_Written task:_
Every line from the line containing "- **Query:** lush green foliage" through the final line below is to be repeated exactly; no other line is.

── Exercise materials

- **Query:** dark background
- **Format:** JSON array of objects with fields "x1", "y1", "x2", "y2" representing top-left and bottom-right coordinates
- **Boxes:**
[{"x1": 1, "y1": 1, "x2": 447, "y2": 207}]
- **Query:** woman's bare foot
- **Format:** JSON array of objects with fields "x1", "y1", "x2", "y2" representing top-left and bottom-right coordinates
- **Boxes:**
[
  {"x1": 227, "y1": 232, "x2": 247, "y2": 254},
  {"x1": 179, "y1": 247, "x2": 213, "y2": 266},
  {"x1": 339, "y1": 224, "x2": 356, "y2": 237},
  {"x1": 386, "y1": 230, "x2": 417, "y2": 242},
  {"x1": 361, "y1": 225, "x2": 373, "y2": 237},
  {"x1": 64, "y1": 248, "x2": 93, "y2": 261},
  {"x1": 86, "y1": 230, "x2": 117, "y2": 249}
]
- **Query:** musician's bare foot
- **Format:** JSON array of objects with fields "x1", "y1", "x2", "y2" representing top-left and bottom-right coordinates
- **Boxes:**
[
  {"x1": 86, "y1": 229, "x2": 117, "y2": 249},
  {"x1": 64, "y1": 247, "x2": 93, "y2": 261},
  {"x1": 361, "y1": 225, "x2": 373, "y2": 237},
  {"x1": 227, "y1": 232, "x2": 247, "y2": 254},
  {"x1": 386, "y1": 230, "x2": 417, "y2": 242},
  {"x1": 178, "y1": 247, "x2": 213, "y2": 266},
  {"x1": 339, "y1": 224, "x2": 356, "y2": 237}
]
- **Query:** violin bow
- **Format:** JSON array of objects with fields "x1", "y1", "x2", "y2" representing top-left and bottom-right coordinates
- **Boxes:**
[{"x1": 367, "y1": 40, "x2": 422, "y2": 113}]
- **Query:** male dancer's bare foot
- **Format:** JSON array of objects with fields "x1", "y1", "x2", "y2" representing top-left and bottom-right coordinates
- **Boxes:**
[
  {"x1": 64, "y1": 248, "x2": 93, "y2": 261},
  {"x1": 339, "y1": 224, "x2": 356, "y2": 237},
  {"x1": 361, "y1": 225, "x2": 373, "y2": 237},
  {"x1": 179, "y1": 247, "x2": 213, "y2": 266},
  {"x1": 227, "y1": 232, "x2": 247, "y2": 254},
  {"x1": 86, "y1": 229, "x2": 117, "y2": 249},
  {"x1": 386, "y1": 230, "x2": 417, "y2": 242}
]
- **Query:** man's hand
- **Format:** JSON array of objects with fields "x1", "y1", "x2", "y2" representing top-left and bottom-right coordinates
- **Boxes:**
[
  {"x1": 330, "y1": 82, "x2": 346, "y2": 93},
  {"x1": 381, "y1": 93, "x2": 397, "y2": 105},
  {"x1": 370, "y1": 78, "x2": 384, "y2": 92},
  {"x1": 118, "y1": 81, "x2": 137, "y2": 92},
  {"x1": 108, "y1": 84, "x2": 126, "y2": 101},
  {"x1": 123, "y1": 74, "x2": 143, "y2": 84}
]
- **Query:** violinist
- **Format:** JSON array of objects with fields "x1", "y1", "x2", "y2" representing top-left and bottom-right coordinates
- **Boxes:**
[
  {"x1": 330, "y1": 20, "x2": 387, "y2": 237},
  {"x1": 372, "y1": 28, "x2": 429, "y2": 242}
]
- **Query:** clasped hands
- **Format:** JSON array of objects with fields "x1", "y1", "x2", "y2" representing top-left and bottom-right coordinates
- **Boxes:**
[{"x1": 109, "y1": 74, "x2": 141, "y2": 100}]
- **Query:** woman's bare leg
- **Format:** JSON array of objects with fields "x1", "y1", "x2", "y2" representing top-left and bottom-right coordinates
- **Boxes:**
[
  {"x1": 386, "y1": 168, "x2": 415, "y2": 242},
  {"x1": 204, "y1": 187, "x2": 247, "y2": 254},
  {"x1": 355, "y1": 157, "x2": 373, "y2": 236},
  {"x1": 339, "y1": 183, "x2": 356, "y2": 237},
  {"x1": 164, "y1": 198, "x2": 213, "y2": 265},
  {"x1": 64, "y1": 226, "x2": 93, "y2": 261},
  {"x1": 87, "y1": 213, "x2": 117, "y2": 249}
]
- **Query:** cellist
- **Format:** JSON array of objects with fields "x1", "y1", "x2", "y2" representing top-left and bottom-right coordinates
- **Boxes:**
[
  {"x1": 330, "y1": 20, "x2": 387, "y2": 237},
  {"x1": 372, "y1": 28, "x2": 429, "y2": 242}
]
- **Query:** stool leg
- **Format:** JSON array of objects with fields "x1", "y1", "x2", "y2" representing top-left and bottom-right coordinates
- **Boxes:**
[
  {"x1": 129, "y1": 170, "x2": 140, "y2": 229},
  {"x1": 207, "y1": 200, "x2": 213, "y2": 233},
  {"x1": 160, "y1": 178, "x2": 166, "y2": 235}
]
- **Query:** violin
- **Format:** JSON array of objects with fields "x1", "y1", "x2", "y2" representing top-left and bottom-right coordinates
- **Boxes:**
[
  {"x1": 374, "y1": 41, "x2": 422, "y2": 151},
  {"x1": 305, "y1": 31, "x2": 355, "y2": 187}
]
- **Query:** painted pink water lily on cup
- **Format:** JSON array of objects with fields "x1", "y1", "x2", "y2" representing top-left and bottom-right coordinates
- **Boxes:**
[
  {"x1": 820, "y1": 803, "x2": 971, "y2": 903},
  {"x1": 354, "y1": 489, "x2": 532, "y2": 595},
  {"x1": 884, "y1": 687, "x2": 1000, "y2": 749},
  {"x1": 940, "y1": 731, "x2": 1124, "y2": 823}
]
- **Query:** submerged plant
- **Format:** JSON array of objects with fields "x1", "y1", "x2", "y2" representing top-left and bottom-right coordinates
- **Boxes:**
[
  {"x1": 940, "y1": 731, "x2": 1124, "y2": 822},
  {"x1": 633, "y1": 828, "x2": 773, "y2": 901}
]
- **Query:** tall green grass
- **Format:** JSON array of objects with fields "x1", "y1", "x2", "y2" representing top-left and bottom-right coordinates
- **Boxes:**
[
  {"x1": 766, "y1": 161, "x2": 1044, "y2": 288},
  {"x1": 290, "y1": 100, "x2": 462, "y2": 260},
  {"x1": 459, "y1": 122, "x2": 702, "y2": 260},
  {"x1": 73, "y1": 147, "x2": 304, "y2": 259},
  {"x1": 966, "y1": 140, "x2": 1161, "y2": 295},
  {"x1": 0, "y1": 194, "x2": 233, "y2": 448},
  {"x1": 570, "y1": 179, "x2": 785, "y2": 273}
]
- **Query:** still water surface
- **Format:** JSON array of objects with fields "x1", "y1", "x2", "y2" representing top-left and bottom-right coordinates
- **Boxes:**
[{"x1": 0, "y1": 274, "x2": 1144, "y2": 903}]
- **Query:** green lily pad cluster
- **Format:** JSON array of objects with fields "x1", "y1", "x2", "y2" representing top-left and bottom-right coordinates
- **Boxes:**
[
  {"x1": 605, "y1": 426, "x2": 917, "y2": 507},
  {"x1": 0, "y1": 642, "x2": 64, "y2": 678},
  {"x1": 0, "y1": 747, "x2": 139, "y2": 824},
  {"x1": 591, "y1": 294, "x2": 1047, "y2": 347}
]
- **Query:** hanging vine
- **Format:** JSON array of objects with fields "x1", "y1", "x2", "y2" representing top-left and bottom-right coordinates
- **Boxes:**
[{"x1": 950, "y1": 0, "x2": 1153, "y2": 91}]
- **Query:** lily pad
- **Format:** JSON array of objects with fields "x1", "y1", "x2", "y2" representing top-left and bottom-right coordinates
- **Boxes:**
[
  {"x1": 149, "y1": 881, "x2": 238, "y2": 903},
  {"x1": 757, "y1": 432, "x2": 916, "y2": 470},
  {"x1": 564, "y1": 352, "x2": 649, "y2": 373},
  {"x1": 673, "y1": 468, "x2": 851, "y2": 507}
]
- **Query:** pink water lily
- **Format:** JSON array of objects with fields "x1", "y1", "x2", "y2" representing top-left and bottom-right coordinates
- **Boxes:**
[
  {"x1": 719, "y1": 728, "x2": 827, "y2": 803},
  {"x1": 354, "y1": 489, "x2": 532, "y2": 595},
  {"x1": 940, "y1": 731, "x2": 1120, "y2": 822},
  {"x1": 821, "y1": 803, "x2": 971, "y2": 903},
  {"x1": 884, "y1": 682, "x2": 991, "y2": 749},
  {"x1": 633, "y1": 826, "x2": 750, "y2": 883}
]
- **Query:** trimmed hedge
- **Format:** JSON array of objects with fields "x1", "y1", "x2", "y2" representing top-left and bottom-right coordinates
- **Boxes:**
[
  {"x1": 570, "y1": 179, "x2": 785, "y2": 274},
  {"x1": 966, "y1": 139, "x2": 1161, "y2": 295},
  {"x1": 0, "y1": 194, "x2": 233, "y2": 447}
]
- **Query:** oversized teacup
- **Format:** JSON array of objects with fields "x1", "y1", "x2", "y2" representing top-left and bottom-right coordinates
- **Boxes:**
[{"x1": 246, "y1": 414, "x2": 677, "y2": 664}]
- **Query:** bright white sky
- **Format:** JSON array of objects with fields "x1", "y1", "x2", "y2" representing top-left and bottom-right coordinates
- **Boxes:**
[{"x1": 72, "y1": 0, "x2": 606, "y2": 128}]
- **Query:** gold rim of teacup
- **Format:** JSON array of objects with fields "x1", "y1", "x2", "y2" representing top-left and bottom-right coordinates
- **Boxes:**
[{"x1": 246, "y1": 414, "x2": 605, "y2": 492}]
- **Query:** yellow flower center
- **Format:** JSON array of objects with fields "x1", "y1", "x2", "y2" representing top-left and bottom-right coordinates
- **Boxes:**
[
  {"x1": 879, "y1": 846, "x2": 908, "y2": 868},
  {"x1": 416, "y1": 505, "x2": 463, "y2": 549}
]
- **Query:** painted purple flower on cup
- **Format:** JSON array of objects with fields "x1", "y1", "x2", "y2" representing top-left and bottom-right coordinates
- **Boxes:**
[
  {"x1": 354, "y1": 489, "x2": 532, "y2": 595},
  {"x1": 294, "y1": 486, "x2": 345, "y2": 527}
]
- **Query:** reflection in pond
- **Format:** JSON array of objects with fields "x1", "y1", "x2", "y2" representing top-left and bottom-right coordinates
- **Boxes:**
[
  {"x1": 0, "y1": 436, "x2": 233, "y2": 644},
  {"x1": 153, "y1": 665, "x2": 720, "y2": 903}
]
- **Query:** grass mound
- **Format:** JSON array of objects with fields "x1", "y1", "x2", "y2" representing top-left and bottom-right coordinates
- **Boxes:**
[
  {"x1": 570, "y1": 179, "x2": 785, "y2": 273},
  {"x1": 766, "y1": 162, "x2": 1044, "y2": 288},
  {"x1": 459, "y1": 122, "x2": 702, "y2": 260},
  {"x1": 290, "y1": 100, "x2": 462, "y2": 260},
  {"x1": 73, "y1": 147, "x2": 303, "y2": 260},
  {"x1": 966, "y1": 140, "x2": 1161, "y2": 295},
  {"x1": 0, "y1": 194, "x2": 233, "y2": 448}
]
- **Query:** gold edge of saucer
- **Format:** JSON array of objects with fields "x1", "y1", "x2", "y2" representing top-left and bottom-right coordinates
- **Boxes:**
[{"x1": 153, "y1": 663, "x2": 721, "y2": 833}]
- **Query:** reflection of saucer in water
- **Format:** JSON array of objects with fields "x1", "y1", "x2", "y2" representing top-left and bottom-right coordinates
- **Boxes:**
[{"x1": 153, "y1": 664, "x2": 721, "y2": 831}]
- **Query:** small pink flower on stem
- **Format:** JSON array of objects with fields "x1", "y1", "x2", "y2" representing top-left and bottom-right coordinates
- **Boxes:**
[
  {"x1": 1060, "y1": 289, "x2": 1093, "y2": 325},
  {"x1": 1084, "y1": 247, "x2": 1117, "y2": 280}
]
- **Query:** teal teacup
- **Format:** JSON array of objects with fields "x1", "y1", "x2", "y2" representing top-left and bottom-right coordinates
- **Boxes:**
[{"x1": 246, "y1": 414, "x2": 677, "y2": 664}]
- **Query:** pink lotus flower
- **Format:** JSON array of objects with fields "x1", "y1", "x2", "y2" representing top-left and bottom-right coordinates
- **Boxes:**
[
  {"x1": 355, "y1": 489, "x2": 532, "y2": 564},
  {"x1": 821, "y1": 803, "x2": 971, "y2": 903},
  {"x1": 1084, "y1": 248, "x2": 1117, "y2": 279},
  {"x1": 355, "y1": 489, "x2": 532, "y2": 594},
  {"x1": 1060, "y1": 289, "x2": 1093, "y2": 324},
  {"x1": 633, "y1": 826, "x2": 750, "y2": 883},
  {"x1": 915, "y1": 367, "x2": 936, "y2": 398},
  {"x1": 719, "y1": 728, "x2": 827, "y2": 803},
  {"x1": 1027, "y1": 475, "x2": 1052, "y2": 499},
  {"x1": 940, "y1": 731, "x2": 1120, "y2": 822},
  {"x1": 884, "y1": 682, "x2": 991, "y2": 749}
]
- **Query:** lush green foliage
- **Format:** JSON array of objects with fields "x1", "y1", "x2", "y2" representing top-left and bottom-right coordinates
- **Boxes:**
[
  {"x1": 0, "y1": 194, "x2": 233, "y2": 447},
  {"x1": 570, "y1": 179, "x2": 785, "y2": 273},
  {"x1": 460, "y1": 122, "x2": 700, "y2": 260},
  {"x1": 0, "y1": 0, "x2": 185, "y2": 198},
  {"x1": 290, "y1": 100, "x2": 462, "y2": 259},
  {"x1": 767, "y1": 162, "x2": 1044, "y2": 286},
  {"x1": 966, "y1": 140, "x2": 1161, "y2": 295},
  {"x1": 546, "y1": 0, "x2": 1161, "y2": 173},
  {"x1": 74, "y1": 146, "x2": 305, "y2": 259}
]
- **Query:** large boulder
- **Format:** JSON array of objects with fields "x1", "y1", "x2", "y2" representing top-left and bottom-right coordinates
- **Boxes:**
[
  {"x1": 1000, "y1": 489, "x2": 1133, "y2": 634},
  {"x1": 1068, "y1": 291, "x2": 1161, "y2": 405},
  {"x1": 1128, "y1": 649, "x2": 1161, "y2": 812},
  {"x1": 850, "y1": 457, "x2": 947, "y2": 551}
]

────

_Result for this exercise:_
- **Query:** lush green foliage
- **Format:** JSON array of objects with fields "x1", "y1", "x2", "y2" representing top-left and bottom-right coordinates
- **Boxes:**
[
  {"x1": 0, "y1": 194, "x2": 233, "y2": 447},
  {"x1": 570, "y1": 179, "x2": 785, "y2": 273},
  {"x1": 460, "y1": 122, "x2": 700, "y2": 260},
  {"x1": 0, "y1": 0, "x2": 185, "y2": 198},
  {"x1": 290, "y1": 100, "x2": 462, "y2": 259},
  {"x1": 767, "y1": 162, "x2": 1044, "y2": 286},
  {"x1": 966, "y1": 140, "x2": 1161, "y2": 295},
  {"x1": 546, "y1": 0, "x2": 1161, "y2": 173},
  {"x1": 74, "y1": 146, "x2": 305, "y2": 259}
]
- **Query:** large boulder
- **Format:** JSON array of objects with fields "x1", "y1", "x2", "y2" representing top-left and bottom-right coordinates
- **Boxes:**
[
  {"x1": 1000, "y1": 489, "x2": 1133, "y2": 634},
  {"x1": 1068, "y1": 291, "x2": 1161, "y2": 405},
  {"x1": 1128, "y1": 649, "x2": 1161, "y2": 812},
  {"x1": 850, "y1": 457, "x2": 947, "y2": 551}
]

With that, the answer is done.